— YOUR OBJECTIVE —
Are you able to retype all the records below exactly?

Extracted data entries

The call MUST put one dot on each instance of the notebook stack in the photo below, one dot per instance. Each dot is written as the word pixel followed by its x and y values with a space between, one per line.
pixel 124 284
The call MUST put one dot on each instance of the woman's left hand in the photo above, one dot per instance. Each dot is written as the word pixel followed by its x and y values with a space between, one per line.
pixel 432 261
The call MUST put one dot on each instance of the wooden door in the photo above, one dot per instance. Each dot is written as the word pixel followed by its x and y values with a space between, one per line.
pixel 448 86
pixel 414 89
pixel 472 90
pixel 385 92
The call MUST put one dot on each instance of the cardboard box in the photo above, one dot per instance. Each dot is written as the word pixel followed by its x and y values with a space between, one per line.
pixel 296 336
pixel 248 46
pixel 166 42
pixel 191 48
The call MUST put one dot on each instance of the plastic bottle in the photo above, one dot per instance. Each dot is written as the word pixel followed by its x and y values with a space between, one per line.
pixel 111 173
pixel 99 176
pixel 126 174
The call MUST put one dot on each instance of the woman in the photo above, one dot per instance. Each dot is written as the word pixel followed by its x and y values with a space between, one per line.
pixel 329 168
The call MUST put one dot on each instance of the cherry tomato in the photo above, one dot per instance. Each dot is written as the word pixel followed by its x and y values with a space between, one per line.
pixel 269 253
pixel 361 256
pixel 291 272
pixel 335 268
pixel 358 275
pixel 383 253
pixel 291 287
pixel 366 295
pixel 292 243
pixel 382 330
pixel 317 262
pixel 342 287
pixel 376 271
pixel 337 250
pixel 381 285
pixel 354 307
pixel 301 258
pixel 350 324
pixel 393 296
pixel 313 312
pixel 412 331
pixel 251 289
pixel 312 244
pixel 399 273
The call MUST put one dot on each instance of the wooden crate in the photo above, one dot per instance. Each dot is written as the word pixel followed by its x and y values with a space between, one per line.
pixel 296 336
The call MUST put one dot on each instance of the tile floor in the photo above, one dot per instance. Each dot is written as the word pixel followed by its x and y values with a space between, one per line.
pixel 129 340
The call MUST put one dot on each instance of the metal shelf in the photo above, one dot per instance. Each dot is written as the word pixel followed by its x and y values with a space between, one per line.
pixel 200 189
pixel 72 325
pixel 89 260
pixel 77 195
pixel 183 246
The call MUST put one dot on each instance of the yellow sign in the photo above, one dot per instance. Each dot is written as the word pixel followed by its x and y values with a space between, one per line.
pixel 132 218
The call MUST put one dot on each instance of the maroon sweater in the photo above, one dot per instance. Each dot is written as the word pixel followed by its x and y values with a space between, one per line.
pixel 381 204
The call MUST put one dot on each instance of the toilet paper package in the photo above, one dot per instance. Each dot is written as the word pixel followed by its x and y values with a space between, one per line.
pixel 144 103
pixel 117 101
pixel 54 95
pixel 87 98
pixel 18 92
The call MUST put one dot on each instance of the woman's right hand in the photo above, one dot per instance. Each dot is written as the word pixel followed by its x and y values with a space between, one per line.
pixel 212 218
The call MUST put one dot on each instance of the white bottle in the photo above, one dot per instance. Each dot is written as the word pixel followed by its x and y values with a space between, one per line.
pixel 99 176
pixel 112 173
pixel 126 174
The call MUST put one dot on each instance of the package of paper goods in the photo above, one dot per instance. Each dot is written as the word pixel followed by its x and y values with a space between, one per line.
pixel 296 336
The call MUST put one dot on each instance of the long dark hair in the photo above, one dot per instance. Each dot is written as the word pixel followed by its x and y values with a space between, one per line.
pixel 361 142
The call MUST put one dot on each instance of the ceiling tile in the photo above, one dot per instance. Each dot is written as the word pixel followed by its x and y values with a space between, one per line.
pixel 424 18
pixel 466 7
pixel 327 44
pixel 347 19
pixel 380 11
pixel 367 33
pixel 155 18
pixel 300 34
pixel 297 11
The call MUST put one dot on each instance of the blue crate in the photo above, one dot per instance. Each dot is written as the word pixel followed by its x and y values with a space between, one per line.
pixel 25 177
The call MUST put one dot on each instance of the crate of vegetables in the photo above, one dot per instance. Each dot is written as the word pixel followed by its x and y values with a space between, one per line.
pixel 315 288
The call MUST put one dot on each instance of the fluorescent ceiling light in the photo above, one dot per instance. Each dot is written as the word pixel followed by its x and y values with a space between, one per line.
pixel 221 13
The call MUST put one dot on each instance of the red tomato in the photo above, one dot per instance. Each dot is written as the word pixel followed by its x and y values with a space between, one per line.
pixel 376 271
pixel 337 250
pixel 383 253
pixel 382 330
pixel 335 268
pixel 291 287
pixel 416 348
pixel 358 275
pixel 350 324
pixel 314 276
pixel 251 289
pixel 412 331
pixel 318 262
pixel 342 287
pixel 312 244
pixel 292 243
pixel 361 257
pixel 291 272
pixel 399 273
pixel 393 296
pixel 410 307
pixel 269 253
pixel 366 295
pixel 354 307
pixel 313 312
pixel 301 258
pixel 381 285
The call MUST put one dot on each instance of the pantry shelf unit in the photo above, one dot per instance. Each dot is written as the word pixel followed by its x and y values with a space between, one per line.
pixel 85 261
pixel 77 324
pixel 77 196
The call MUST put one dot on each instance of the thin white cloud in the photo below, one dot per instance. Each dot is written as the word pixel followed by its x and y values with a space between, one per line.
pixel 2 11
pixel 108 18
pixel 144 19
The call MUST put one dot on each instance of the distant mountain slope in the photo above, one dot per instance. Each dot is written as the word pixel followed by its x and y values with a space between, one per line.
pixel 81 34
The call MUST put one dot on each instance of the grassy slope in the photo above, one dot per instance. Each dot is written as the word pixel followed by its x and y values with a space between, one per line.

— ANSWER TO THE EXERCISE —
The call MUST put one dot on each instance of the notebook stack in the photo below, one dot per instance. Each dot is written as the word pixel followed by its x and y values with a space between, one per line.
pixel 124 284
The call MUST put one dot on each instance of the woman's left hand in the photo above, one dot per instance. Each dot is written as the word pixel followed by its x and y values with a space between, one per line.
pixel 432 261
The call MUST put one dot on each instance of the wooden door in the photo above, one dot per instance. Each dot is written as the word pixel followed by its x and y values with a space between, one per line.
pixel 448 86
pixel 414 89
pixel 472 90
pixel 385 92
The call MUST put one dot on each instance of the cardboard box in the photo above, one dot per instance. Each dot is written as the word pixel followed by its x and y values with a space between, one per line.
pixel 296 336
pixel 248 46
pixel 166 42
pixel 191 48
The call MUST put one dot on each instance of the plastic bottle in the photo above, one dot per instance. Each dot is written as the word pixel followed by its x and y values with a space between, one per line.
pixel 111 173
pixel 99 176
pixel 126 174
The call MUST put one dot on each instance of the woman in the photo above, one dot per instance. Each dot is written as the word pixel followed by its x and y values with a space between, one per line.
pixel 329 168
The call MUST put one dot on each instance of the cherry tomato in the photo above, one dot per instance. Each dot is written as the word pixel followed by its x and y values with a space between, one per line.
pixel 269 253
pixel 361 256
pixel 291 272
pixel 335 268
pixel 358 275
pixel 383 253
pixel 291 287
pixel 366 295
pixel 292 243
pixel 382 330
pixel 317 262
pixel 342 287
pixel 376 271
pixel 337 250
pixel 381 285
pixel 354 307
pixel 301 258
pixel 350 324
pixel 393 296
pixel 313 312
pixel 412 331
pixel 251 289
pixel 312 244
pixel 399 273
The call MUST put one dot on each instance of the wooden crate in the photo above, one dot per instance. Each dot is written as the word pixel followed by its x and y values with a space between, one per line.
pixel 296 336
The call MUST put one dot on each instance of the tile floor in the photo above, one dot per instance. Each dot is written as the word pixel followed by its x and y values with a space between, one per line.
pixel 129 340
The call MUST put one dot on each instance of the metal shelf in the photo above, one dot per instance. Each dot is written as the word pixel followed by its x and y values with a space between, one per line.
pixel 200 189
pixel 72 325
pixel 89 260
pixel 77 195
pixel 183 246
The call MUST put one dot on each instance of the yellow sign in the photo above, one dot per instance. Each dot is written as the word pixel followed by its x and y values with a space between, one per line.
pixel 132 218
The call MUST put one dot on each instance of the maroon sweater in the photo above, one dot per instance. Each dot is written as the word pixel followed by its x and y values with a space between, one per line.
pixel 381 204
The call MUST put one dot on each instance of the toilet paper package in the photo above, one dot per instance. Each dot is written as the word pixel followed by its x and y values with a space between, one per line.
pixel 144 103
pixel 117 101
pixel 54 95
pixel 87 98
pixel 18 92
The call MUST put one dot on each instance of the woman's right hand in the photo above, one dot per instance. Each dot is written as the word pixel followed by its x and y values with a space between, one per line.
pixel 212 218
The call MUST put one dot on each instance of the white bottle in the photo above, one dot per instance. Each dot is written as the word pixel followed by its x and y values with a space between, one per line.
pixel 99 176
pixel 112 173
pixel 126 174
The call MUST put one dot on each instance of the package of paper goods in the photo above, one dot per instance. Each dot is written as the word pixel followed by its x and y values with a space between, one per line.
pixel 296 336
The call MUST put one dot on each instance of the long dark hair in the photo above, one dot per instance. Each dot is written as the word pixel followed by its x and y values with a space between, one per line.
pixel 361 142
The call MUST put one dot on each instance of the ceiling tile in the photo above, one dot per instance. Each dot is written as the word pixel followed by its x and y values with a space between, one per line.
pixel 424 18
pixel 466 7
pixel 327 44
pixel 347 19
pixel 380 11
pixel 367 33
pixel 155 18
pixel 300 34
pixel 297 11
The call MUST put one dot on each instance of the blue crate in the photo above, one dot per instance. Each dot is written as the word pixel followed by its x and y values with a space between, one per line.
pixel 25 177
The call MUST put one dot on each instance of the crate of vegetables in the photo above, one dot per instance. Each dot is written as the word pixel followed by its x and y values with a space between, one per line.
pixel 315 288
The call MUST put one dot on each instance of the fluorescent ceiling light in the photo above, one dot per instance. Each dot is written as the word pixel followed by its x and y values with a space between, one per line.
pixel 221 13
The call MUST put one dot on each instance of the red tomato in the photo above, one dot per instance. Each dot is written as the word pixel followed by its x and y values with a space between, one per line.
pixel 376 271
pixel 337 250
pixel 383 253
pixel 382 330
pixel 335 268
pixel 291 287
pixel 416 348
pixel 358 275
pixel 350 324
pixel 314 276
pixel 251 289
pixel 412 331
pixel 318 262
pixel 342 287
pixel 312 244
pixel 292 243
pixel 361 257
pixel 291 272
pixel 399 273
pixel 393 296
pixel 410 307
pixel 269 253
pixel 366 295
pixel 354 307
pixel 313 312
pixel 301 258
pixel 381 285
The call MUST put one dot on each instance of the pantry shelf unit in the photo above, one dot per instance. Each dot is written as the word pixel followed by its x and y values with a space between, one per line.
pixel 85 261
pixel 77 324
pixel 77 196
The call MUST put one dot on each instance of the thin white cloud in the photo below, one dot per instance. Each dot is written as the word pixel followed by its x and y values with a space between, one per line.
pixel 2 11
pixel 108 18
pixel 144 19
The call MUST put one dot on each instance of the distant mountain slope in the photo above, one dot per instance. Each dot is written as the word pixel followed by its x and y values with a space between, one per line.
pixel 81 34
The call MUST put one dot on each instance of the grassy slope in the photo above, one dot per instance. Each dot is written as the word pixel followed by its x and y values with a space between, one per line.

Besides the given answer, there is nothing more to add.